▶ PROVIDED MATERIAL:
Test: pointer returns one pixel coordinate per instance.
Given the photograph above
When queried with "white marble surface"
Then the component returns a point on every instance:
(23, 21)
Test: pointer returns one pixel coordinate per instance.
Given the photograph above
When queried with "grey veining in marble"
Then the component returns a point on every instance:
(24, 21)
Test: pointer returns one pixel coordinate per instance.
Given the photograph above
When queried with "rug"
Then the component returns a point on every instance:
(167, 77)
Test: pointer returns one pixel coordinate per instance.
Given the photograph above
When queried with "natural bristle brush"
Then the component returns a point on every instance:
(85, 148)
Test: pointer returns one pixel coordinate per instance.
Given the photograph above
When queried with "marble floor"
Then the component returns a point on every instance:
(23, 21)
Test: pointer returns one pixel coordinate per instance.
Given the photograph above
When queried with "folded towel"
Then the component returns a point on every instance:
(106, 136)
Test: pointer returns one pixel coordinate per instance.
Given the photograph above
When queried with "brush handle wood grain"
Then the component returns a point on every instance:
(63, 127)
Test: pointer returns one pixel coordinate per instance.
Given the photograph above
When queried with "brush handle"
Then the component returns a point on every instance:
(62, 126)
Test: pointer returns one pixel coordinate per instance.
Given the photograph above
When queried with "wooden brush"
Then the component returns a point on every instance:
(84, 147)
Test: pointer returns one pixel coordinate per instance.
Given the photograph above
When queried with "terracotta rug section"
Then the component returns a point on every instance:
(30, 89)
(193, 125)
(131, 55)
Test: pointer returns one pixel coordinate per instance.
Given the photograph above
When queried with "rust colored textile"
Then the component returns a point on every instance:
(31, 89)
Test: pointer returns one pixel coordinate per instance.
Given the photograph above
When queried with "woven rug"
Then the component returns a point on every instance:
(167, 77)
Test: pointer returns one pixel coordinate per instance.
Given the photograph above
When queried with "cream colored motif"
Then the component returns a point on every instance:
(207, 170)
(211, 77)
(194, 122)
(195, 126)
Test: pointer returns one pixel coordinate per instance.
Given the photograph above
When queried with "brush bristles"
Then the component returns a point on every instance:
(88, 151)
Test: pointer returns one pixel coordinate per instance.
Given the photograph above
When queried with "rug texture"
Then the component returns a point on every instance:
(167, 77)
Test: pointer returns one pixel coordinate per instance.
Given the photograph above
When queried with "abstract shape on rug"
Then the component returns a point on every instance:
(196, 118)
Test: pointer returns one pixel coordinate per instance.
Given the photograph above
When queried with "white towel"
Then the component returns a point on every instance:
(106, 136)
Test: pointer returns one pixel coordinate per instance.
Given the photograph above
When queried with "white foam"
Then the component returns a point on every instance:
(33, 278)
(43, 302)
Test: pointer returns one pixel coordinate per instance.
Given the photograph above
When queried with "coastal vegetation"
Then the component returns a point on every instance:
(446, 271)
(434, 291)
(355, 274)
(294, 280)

▶ WORK ORDER:
From the data above, work out how many lines contain the string "marble" and reply with only the number.

▶ ANSWER BOX:
3